Reproduce, character for character, the stretch of the records below from the line containing "Task: Where can the curb" through the line containing "173], [743, 236]]", both lines included.

(Image point annotation records)
--- begin ---

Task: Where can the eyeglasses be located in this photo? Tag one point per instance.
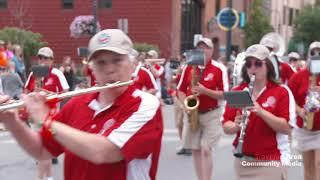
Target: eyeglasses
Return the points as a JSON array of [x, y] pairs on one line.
[[257, 64], [293, 59], [43, 57], [315, 53]]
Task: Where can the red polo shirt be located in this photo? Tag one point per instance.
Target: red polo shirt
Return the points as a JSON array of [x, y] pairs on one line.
[[286, 72], [55, 82], [159, 68], [299, 85], [145, 80], [260, 141], [133, 123], [214, 77]]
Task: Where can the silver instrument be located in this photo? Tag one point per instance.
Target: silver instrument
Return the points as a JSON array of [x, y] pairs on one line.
[[278, 51], [239, 149], [19, 103]]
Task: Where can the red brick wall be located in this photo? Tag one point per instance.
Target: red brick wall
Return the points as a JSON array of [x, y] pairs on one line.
[[149, 21]]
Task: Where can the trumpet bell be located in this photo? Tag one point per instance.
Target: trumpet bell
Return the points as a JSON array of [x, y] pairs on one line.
[[192, 103]]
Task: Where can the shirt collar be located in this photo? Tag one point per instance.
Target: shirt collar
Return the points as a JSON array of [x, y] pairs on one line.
[[94, 104]]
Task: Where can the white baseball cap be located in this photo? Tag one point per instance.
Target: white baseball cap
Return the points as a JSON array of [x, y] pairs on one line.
[[294, 55], [153, 54], [206, 41], [258, 51], [268, 43], [45, 51], [315, 44], [113, 40]]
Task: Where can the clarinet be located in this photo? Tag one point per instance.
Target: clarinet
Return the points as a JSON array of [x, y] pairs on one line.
[[239, 151]]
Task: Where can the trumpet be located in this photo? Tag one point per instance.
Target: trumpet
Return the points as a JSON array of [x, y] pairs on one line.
[[59, 97], [239, 149], [160, 61], [312, 104]]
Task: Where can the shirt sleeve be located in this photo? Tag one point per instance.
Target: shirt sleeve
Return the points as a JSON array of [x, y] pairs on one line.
[[54, 147], [150, 82], [286, 106], [183, 82], [229, 114], [223, 84], [140, 133], [62, 82], [30, 83], [288, 71]]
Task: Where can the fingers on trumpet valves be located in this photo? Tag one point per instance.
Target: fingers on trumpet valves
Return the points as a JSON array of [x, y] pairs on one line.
[[5, 99]]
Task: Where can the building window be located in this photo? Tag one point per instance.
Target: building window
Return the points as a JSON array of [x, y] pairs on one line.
[[284, 22], [105, 4], [218, 6], [67, 4], [191, 22], [290, 16], [3, 4]]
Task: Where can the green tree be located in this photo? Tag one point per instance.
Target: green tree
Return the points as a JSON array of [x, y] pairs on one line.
[[144, 47], [258, 23], [307, 25], [28, 40]]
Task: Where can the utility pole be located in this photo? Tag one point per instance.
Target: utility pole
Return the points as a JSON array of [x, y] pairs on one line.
[[94, 12], [229, 32]]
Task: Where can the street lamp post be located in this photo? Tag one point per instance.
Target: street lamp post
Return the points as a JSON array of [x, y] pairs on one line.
[[229, 32]]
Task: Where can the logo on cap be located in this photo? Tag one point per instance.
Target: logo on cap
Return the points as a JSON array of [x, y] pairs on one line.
[[104, 38], [253, 49]]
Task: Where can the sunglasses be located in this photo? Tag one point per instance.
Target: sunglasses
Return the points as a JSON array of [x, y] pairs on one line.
[[315, 53], [257, 64], [43, 57]]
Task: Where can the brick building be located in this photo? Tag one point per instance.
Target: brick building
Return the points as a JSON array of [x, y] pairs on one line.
[[170, 24]]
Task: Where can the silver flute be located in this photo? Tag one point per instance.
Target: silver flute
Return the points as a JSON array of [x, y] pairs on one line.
[[239, 149], [20, 103]]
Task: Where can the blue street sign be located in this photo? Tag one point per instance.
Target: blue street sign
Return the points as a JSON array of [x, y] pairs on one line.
[[223, 19], [242, 22]]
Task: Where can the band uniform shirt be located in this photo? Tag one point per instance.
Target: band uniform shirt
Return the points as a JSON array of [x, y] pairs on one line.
[[214, 77], [299, 85], [286, 72], [55, 82], [145, 80], [133, 123], [260, 140]]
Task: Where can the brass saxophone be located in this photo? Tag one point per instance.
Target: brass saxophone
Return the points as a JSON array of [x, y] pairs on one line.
[[239, 149], [312, 104], [192, 102]]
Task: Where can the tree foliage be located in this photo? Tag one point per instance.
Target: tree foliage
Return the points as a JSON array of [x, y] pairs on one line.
[[258, 23], [144, 47], [28, 40], [307, 25]]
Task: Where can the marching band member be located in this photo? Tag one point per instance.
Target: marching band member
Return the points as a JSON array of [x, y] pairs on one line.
[[142, 77], [266, 135], [55, 82], [114, 134], [178, 105], [308, 137], [295, 61], [212, 83], [282, 69], [156, 69]]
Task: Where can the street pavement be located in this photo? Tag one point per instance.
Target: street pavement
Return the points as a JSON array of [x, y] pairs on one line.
[[15, 164]]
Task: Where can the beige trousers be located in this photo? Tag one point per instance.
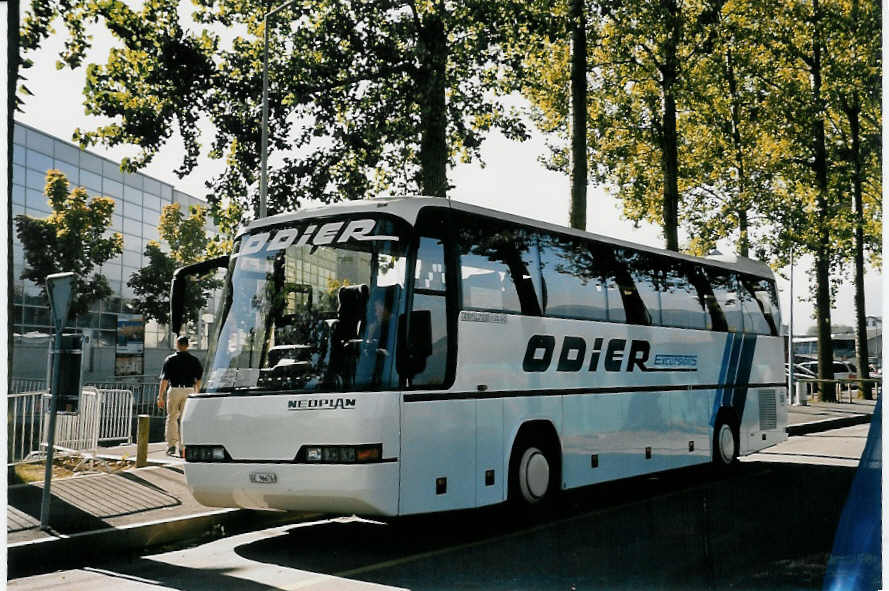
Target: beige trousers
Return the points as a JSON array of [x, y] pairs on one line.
[[175, 403]]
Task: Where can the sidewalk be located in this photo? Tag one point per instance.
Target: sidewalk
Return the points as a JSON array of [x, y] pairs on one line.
[[99, 515]]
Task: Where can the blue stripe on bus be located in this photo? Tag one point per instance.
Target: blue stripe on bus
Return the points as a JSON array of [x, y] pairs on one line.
[[739, 395], [732, 375], [726, 354]]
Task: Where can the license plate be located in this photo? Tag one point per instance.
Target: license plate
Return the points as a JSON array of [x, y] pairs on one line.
[[263, 477]]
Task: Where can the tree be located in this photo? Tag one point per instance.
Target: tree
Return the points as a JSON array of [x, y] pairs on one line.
[[74, 237], [799, 40], [639, 65], [188, 243], [579, 168], [12, 74], [364, 97]]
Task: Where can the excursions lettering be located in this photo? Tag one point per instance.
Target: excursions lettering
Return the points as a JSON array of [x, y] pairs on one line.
[[324, 234], [322, 404]]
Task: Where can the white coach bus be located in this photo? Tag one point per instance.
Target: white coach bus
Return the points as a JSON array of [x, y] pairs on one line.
[[394, 357]]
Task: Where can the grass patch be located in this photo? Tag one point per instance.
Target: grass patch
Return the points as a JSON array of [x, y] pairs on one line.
[[65, 467]]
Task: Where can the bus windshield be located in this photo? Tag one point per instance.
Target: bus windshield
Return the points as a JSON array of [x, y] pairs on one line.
[[312, 306]]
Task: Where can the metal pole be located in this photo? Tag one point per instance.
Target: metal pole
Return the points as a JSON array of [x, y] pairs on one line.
[[790, 390], [51, 434], [264, 175], [264, 155]]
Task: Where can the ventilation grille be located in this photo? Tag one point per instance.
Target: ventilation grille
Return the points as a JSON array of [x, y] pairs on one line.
[[768, 410]]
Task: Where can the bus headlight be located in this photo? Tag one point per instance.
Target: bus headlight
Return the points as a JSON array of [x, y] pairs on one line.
[[206, 453], [340, 454]]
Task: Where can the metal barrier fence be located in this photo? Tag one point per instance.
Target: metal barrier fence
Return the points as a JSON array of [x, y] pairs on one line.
[[24, 424], [144, 395], [115, 415], [76, 431], [104, 415], [805, 388]]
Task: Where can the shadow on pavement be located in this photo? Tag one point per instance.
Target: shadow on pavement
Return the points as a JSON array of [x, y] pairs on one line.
[[680, 530]]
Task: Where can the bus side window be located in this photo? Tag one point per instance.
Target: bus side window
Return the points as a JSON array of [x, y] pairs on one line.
[[681, 305], [429, 294], [572, 279], [759, 308], [499, 267], [725, 291]]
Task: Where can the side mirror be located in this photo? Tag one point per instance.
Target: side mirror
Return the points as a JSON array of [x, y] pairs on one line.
[[415, 342], [177, 288]]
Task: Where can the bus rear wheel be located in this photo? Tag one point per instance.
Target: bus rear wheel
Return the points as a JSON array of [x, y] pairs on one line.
[[533, 476], [725, 445]]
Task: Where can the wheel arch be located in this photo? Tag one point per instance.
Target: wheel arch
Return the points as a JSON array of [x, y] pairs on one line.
[[539, 430]]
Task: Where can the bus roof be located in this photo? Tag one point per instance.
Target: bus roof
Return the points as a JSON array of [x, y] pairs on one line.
[[409, 207]]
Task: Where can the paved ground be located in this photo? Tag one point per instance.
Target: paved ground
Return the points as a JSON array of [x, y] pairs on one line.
[[766, 526], [132, 510]]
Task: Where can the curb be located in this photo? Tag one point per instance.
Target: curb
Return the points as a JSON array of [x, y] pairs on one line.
[[827, 425], [32, 557]]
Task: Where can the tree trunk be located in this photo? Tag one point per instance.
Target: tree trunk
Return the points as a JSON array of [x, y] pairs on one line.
[[670, 138], [822, 251], [743, 233], [433, 118], [12, 65], [861, 353], [579, 173], [743, 236]]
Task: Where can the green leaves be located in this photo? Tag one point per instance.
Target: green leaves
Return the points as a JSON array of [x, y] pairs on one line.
[[365, 97], [188, 243], [74, 237]]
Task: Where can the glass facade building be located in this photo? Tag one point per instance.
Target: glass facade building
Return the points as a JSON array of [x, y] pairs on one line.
[[138, 202]]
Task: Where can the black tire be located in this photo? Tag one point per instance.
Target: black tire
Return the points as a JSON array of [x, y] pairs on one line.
[[726, 445], [534, 474]]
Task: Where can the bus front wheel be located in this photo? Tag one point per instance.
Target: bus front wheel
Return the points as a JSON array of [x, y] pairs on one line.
[[534, 477], [725, 445]]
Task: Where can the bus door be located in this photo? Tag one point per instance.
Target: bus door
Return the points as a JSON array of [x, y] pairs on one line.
[[437, 433]]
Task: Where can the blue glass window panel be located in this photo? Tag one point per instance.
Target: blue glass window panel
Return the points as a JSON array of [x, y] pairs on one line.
[[131, 242], [133, 180], [39, 141], [36, 180], [110, 170], [151, 185], [133, 212], [18, 194], [39, 162], [132, 259], [152, 202], [90, 162], [37, 200], [91, 181], [67, 152], [132, 195], [71, 171], [112, 188]]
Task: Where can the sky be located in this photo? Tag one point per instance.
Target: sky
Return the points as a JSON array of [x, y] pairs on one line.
[[512, 180]]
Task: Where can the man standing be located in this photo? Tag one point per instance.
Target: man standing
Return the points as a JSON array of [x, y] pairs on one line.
[[182, 373]]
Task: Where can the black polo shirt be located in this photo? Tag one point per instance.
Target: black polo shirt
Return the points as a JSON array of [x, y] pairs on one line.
[[181, 369]]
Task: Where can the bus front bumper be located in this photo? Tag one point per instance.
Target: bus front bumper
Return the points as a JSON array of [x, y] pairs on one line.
[[362, 489]]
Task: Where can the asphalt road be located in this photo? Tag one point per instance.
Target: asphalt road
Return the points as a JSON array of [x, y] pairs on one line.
[[769, 525]]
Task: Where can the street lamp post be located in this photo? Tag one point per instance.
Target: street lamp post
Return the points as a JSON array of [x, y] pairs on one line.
[[264, 176], [790, 391]]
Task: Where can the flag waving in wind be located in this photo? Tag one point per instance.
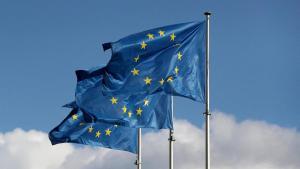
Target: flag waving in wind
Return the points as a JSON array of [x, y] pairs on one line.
[[169, 59], [132, 110], [78, 127]]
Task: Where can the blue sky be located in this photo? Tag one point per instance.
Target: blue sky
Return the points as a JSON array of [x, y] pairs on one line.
[[255, 55]]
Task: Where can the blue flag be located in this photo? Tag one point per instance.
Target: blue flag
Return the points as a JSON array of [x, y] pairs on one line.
[[141, 110], [78, 127], [169, 59]]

--- end ---

THE COMPLETED TASK:
Task: Where can the curb be located in this photo? Tag one point per instance.
Target: curb
Return the points as a JSON array of [x, y] pairs on one line.
[[827, 425], [32, 557]]
Task: Where can the tree trunk be located in this photo? Tag one point per instance.
Target: tree trunk
Return the points as a JSON array of [x, y] pairs on one line.
[[670, 138], [822, 251], [743, 233], [433, 118], [12, 65], [861, 353], [579, 173], [743, 236]]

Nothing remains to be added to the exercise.